* **The task**
Reproduce the article below about the Kyrie Irving trade in full, word for word.

* **Selected extract**
With news breaking yesterday that Kyrie Irving would not be returning to the Boston Celtics for their postseason run, fans’ attention has turned to hindsight.
The storyline coming out of Boston’s summer trade with the Cleveland Cavaliers was another Danny Ainge heist. He sent an injured Isaiah Thomas and a couple coins to Cleveland for a shiny dollar bill in Irving. Now, everyone has come to the jarring realization that the Cavaliers parted with a potentially injured piece as well.
That blockbuster is being dragged back under the public microscope. Would Ainge have pulled the trigger if he’d known that prized acquisition would peter out after 60 games and need five months to recover from surgery that will force him to miss the postseason?
According to Paul Flannery of SB Nation, on a new episode of Celtics Beat with Adam Kaufman, the answer is an emphatic yes.
“[Ainge] referred to Kyrie as basketball royalty. And that’s what he is. He was the number one recruit. He was the number one college player, even though he didn’t play a lot because he had an injury. He was the number one overall pick. He is a whatever-time All Star. All that kind of stuff. He is royalty in the basketball world,” said Flannery. “And you add those guys, you take shots at those guys. That’s why you go get them.”

* **Input data**
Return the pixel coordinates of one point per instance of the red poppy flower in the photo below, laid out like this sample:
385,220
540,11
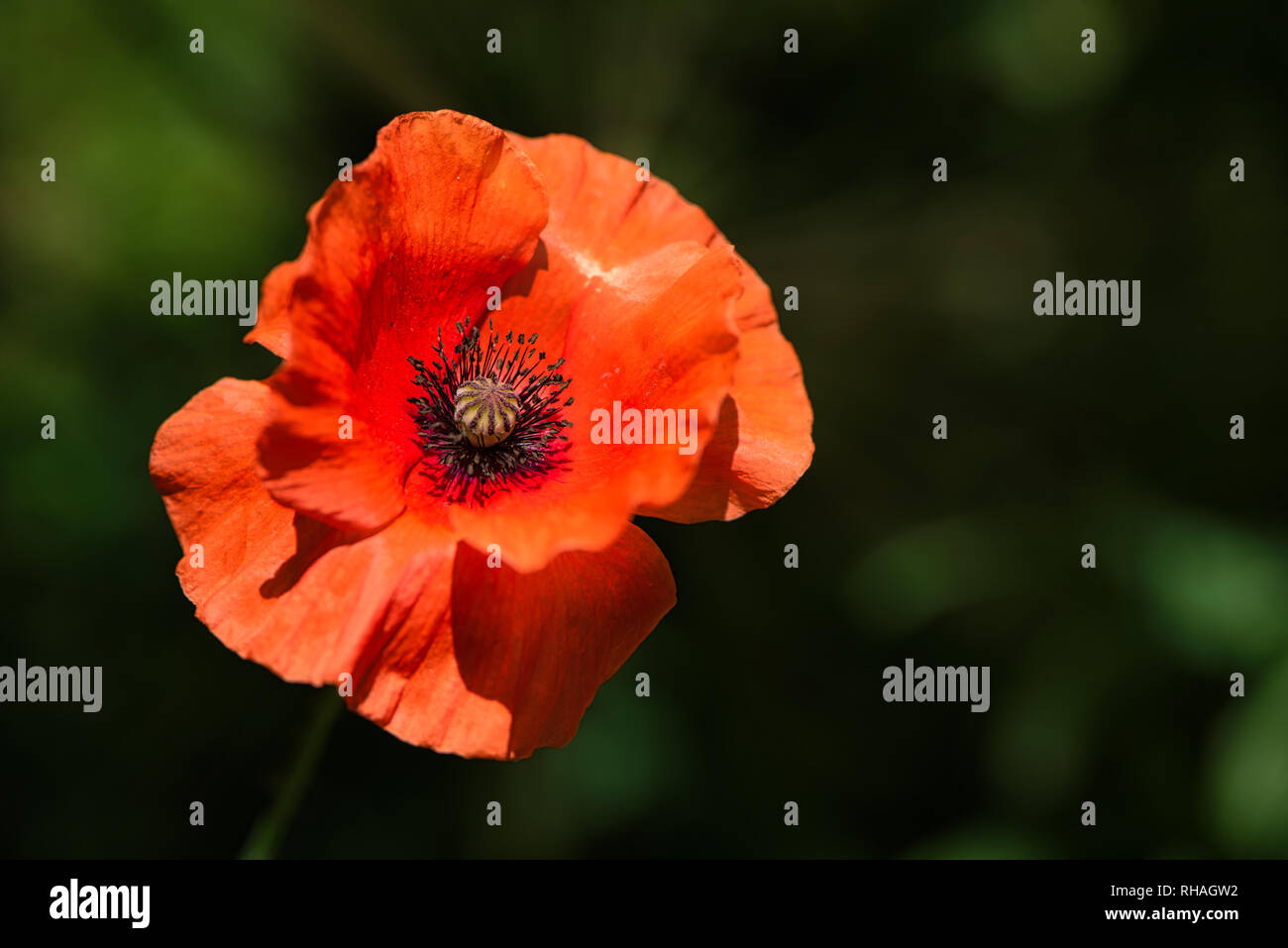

* **Expected output**
With news breaking yesterday that Kyrie Irving would not be returning to the Boston Celtics for their postseason run, fans’ attention has turned to hindsight.
The storyline coming out of Boston’s summer trade with the Cleveland Cavaliers was another Danny Ainge heist. He sent an injured Isaiah Thomas and a couple coins to Cleveland for a shiny dollar bill in Irving. Now, everyone has come to the jarring realization that the Cavaliers parted with a potentially injured piece as well.
That blockbuster is being dragged back under the public microscope. Would Ainge have pulled the trigger if he’d known that prized acquisition would peter out after 60 games and need five months to recover from surgery that will force him to miss the postseason?
According to Paul Flannery of SB Nation, on a new episode of Celtics Beat with Adam Kaufman, the answer is an emphatic yes.
“[Ainge] referred to Kyrie as basketball royalty. And that’s what he is. He was the number one recruit. He was the number one college player, even though he didn’t play a lot because he had an injury. He was the number one overall pick. He is a whatever-time All Star. All that kind of stuff. He is royalty in the basketball world,” said Flannery. “And you add those guys, you take shots at those guys. That’s why you go get them.”